(Extracted data entries)
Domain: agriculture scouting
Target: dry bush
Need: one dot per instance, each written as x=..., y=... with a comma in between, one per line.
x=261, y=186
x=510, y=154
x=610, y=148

WHAT TO PRODUCE = Look above for the line containing "Target: dry bush". From there to the final line of the entries, repeat every line exactly.

WRITTEN RESPONSE =
Target: dry bush
Need: one dot per instance, each written as x=..., y=... with a comma in between, one per line.
x=261, y=186
x=510, y=154
x=610, y=148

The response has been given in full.